"we have stopped using plastic products."
A ban on some single-use plastic products came into force across England on October 1, 2023.
Under the new rules, shops and hospitality businesses will no longer be able to supply plastic cutlery, balloon sticks and polystyrene cups.
The government says the move will “tackle the scourge of litter and protect the environment from plastic pollution”.
But councils have warned that some firms are not ready for the change.
This includes many South Asian catering companies which provide plastic cutlery and disposable thali trays that are a common feature at Desi functions.
This can be weddings or parties.
These trays feature sections for different foods and can be stacked on top of one another, making for easy disposal.
At Royal Lahori Chef in Birmingham, the ban has not affected them, having already switched products before the ban came into effect.
A spokesperson said: “We don’t use plastic bags, we only use paper bags.

REQUIRED TASKS -
1. Translate this sentence from the article on England's single-use plastics ban above into Spanish: "A ban on some single-use plastic products came into force across England on October 1, 2023."
2. From the article on England's single-use plastics ban above, copy word for word the part that opens with the words containing "The government says" and closes with "came into effect.".

GIVEN INFORMATION -
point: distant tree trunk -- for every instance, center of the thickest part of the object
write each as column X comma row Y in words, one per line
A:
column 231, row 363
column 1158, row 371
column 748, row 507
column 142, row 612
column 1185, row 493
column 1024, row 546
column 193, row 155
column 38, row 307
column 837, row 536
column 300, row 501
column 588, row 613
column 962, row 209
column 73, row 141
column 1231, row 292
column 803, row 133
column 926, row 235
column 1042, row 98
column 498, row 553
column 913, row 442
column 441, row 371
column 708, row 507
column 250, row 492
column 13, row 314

==

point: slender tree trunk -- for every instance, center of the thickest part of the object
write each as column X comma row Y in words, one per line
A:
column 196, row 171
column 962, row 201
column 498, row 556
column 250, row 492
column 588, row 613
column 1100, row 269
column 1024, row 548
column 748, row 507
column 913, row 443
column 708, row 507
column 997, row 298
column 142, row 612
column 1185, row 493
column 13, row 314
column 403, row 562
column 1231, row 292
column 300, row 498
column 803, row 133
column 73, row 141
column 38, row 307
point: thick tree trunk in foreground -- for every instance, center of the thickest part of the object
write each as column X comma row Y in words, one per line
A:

* * *

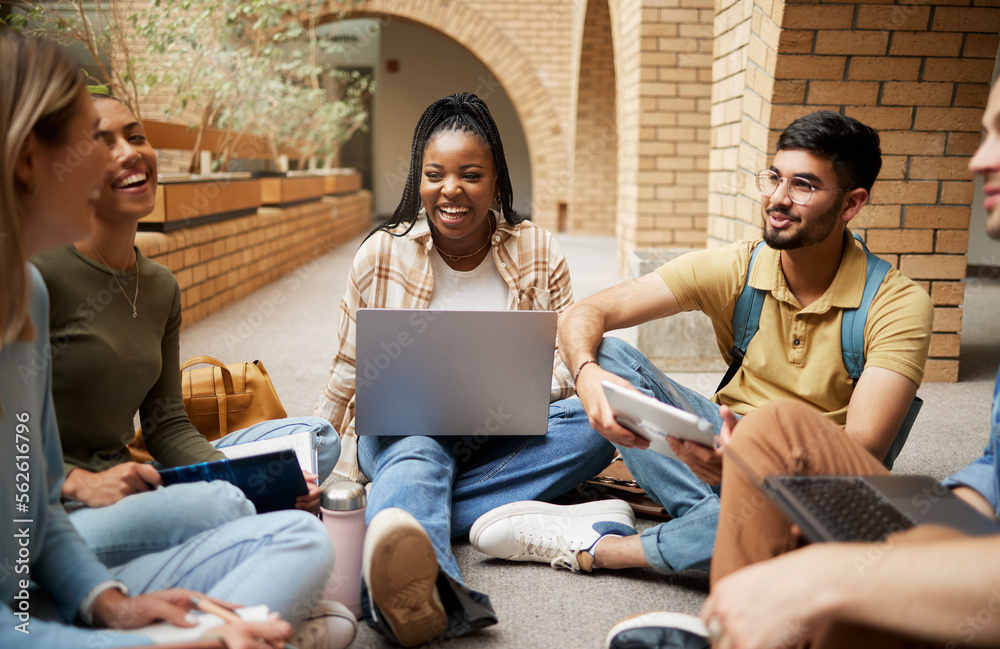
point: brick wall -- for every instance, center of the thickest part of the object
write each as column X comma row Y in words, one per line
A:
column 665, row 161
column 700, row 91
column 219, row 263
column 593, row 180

ANSWERS FOR THIS EXERCISE -
1. El 1 de octubre de 2023 entró en vigor en toda Inglaterra una prohibición de algunos productos de plástico de un solo uso.

2.
The government says the move will “tackle the scourge of litter and protect the environment from plastic pollution”.
But councils have warned that some firms are not ready for the change.
This includes many South Asian catering companies which provide plastic cutlery and disposable thali trays that are a common feature at Desi functions.
This can be weddings or parties.
These trays feature sections for different foods and can be stacked on top of one another, making for easy disposal.
At Royal Lahori Chef in Birmingham, the ban has not affected them, having already switched products before the ban came into effect.